Raw entries:
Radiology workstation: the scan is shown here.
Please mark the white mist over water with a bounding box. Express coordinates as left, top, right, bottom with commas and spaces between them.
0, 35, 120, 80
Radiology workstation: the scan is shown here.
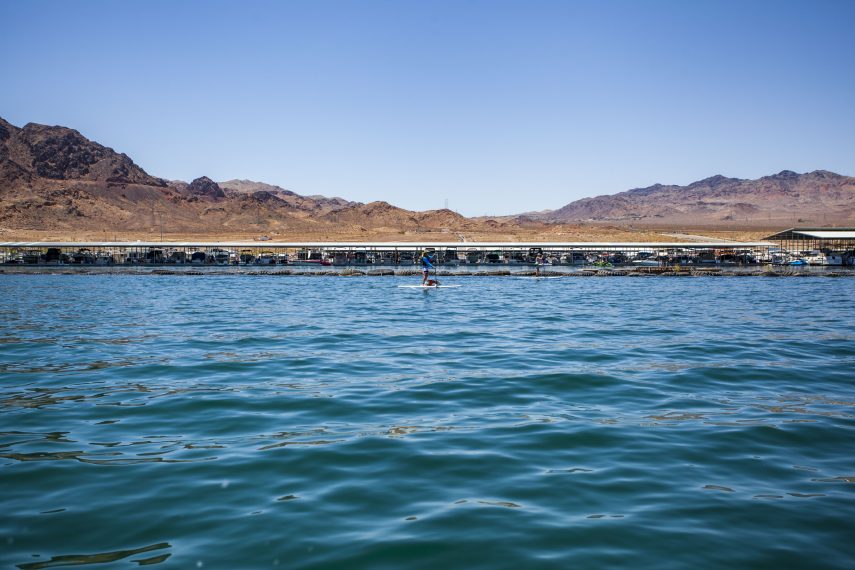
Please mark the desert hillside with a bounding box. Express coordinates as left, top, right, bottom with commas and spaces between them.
0, 114, 844, 241
533, 170, 855, 229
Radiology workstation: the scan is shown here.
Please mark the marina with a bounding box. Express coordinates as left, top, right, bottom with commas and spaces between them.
0, 228, 855, 272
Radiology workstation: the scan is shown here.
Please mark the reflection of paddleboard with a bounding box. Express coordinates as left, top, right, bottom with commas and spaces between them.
398, 285, 460, 289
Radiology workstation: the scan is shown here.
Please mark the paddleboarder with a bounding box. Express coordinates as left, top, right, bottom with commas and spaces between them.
420, 251, 439, 286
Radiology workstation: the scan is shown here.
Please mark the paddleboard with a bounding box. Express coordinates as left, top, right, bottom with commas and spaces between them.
398, 285, 460, 289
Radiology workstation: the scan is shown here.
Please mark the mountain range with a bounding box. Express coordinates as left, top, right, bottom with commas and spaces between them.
0, 118, 855, 241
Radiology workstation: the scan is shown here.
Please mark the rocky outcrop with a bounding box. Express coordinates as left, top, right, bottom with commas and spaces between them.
186, 176, 226, 200
535, 170, 855, 226
0, 119, 166, 187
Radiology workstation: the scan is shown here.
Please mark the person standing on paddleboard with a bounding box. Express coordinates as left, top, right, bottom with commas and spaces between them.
421, 251, 439, 286
534, 253, 543, 277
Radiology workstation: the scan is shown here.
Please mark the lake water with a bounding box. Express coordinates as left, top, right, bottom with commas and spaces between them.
0, 275, 855, 569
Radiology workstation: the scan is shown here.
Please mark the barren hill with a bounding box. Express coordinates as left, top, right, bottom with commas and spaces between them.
0, 115, 661, 241
534, 170, 855, 227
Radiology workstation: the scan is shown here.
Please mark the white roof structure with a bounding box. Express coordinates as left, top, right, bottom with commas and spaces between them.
766, 228, 855, 240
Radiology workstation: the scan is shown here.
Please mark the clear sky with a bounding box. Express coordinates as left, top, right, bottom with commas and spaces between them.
0, 0, 855, 215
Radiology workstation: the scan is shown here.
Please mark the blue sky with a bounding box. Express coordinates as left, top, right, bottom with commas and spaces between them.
0, 0, 855, 215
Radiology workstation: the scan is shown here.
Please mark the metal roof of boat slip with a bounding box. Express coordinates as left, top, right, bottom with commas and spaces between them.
0, 241, 774, 250
766, 228, 855, 240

## What you will do
Please copy the entries above word for word, from the start through the line that contains "0, 119, 166, 187", with both ends included. Leave the pictures out of your copy.

## Correct result
Radiology workstation: the scan is shown here.
Please mark the white mist over water with a bounding box. Express coordinates as left, top, right, bottom with commas and spaces between them.
0, 35, 120, 80
Radiology workstation: the scan is shown here.
Please mark the desert hillside with a bounding box. Express coordinates as left, top, right, bottom with commas and spaces between them.
0, 114, 844, 241
533, 170, 855, 229
Radiology workstation: the scan is shown here.
Please mark the marina with a bounding box. Express coordinates as left, top, right, bottom with commas and spaces between them.
0, 228, 855, 272
Radiology workstation: the scan is shown here.
Please mark the reflection of paddleboard with a bounding box. Express coordinates as left, top, right, bottom with commas and spaces between them.
398, 285, 460, 289
Radiology workstation: the scan is shown here.
Please mark the paddleboarder with a bounding box. Express coordinates as left, top, right, bottom with commas and spaces between them.
420, 251, 439, 286
Radiology workstation: the scan is shown here.
Please mark the paddleboard with a bounding box. Express coordinates as left, top, right, bottom with commas and spaces between them.
398, 285, 460, 289
Radiology workstation: the scan is shown here.
Please mark the mountain range with a bounding box. Express coordinates as left, top, right, bottom with commas and spaces between them.
0, 118, 855, 241
Radiology workstation: the scan is shown here.
Please mark the rocky outcrop with a bounding box. Express coordinates as left, top, right, bottom with commas and spaces between them.
186, 176, 226, 200
535, 170, 855, 226
0, 119, 166, 187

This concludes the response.